◆ RECORDS TO USE
◆ ◆ ◆
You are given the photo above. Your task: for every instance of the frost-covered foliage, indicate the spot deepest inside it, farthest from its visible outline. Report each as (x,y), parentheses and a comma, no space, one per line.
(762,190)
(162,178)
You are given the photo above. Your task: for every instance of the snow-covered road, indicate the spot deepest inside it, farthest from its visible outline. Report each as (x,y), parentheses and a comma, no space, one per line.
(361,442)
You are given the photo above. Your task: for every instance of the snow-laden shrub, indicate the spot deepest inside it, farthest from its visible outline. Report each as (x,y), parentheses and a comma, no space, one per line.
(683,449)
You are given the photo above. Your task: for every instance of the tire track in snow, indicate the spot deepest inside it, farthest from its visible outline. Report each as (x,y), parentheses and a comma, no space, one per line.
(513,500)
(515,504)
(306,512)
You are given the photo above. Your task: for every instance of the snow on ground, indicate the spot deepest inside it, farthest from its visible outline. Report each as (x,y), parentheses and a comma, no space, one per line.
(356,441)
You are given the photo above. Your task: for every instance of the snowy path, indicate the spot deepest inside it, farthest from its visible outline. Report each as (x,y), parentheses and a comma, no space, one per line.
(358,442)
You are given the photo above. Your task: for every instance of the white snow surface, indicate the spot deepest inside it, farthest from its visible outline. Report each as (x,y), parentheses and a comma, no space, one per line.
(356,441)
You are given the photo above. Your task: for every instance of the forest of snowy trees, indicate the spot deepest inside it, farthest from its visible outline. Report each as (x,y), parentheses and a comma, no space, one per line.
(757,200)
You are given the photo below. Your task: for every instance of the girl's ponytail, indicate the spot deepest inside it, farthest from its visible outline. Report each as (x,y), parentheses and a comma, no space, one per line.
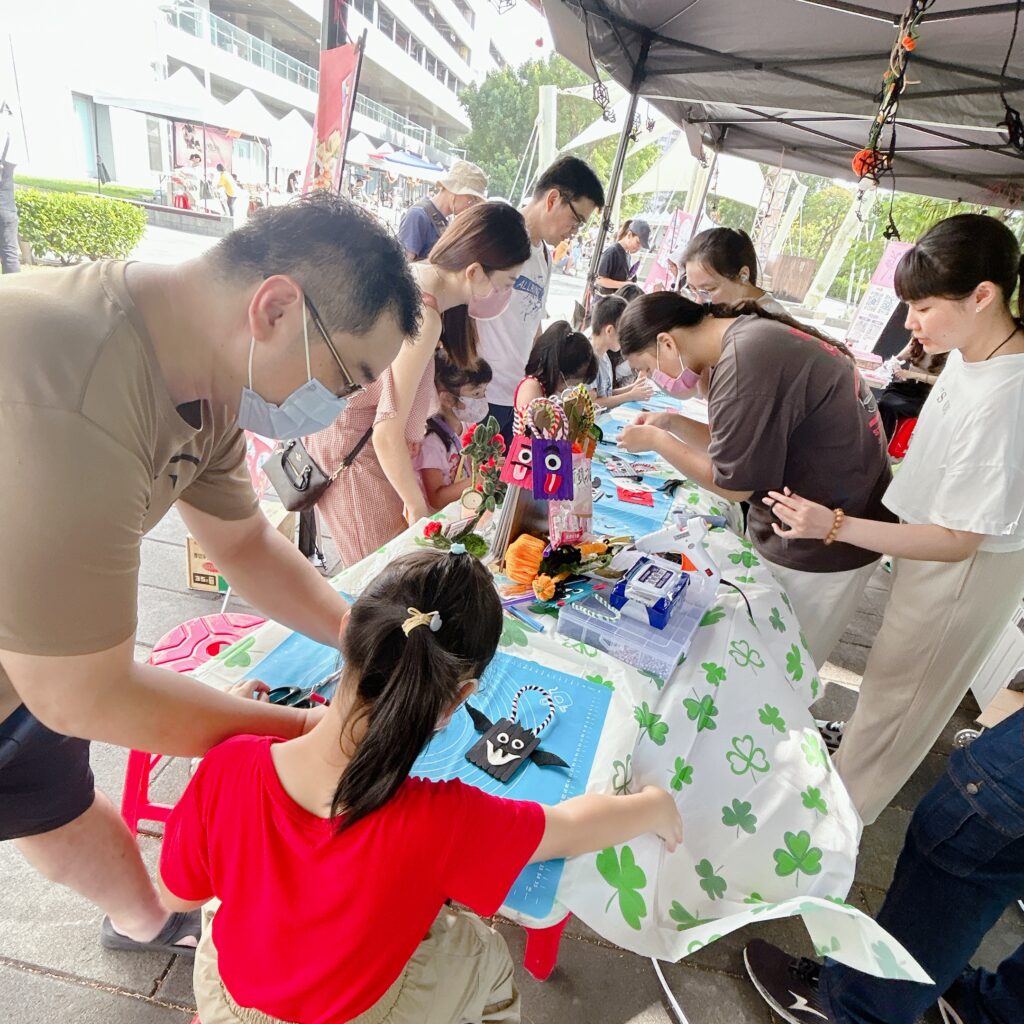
◆ ◆ ◆
◆ EXERCISE
Locate every line above that contains the string "covered", with case counting, and copy each of those lines in full.

◆ SOLUTION FOR THIS PROBLEM
You are given the photo above. Your task: for every instance of the frost-covered foliage, indicate the spot deepest inside it, farthest from its visible outline. Report each as (x,y), parentheses and a comma, no space, one per line.
You are given the photo above. Your task: for every instance of the snow-covered road, indicate the spot deepest inside it, farthest from its visible outline. Report each as (x,y), parentheses and a comma, no space, one per line.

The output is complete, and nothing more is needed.